**RECORDS SUPPLIED:**
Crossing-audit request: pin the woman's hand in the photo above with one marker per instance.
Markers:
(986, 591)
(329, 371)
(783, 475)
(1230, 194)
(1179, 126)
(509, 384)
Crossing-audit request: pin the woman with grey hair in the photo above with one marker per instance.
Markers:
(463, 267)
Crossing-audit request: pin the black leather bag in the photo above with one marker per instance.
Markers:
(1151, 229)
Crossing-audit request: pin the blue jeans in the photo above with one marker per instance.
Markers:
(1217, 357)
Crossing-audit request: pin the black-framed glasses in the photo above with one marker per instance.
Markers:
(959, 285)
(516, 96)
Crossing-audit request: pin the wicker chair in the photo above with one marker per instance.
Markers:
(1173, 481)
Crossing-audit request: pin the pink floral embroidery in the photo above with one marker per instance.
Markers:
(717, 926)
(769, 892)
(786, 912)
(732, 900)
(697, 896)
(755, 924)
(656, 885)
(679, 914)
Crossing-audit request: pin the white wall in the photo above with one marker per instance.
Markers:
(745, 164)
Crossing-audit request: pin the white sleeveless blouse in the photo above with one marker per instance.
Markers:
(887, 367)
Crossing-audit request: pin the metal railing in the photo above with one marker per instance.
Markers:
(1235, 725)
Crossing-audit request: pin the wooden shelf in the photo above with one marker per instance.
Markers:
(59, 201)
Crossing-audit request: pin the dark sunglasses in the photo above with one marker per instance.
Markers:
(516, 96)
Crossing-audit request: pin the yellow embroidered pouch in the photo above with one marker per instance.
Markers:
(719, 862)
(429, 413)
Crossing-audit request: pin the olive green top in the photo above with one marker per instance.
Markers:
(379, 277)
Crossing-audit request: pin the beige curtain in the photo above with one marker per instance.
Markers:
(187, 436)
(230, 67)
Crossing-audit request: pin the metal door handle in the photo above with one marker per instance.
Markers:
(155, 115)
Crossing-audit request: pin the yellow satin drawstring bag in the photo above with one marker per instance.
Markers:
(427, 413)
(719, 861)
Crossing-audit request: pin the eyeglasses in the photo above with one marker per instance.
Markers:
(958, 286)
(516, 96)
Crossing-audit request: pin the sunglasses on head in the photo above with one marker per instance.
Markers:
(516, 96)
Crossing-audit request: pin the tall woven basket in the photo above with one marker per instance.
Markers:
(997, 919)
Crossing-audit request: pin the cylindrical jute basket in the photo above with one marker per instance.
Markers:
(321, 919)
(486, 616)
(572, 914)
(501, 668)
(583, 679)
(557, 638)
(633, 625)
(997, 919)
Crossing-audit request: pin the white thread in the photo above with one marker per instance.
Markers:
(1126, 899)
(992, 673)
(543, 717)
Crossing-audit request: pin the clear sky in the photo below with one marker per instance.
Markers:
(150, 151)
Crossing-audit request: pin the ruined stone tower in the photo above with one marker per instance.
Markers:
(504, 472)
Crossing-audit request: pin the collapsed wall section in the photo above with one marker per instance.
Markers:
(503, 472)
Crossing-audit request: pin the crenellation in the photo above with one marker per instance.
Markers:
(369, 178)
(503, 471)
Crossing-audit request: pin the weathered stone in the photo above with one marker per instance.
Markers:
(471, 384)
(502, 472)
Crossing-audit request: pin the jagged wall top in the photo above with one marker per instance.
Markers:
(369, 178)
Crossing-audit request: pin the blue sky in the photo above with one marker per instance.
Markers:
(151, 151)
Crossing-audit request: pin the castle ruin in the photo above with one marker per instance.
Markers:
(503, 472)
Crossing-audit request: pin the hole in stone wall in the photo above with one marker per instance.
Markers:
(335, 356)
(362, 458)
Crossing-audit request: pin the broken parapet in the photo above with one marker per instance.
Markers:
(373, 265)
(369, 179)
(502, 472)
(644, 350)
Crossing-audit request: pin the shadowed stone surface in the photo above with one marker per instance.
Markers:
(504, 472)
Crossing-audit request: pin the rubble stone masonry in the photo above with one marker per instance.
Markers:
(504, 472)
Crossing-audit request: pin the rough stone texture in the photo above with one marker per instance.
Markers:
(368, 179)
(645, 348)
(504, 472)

**WHAT THIS TASK INVOLVES:** Your reply is to be the number of lines above in which the word "blue" appears, and nothing else.

**ANSWER TO THIS TASK:** 2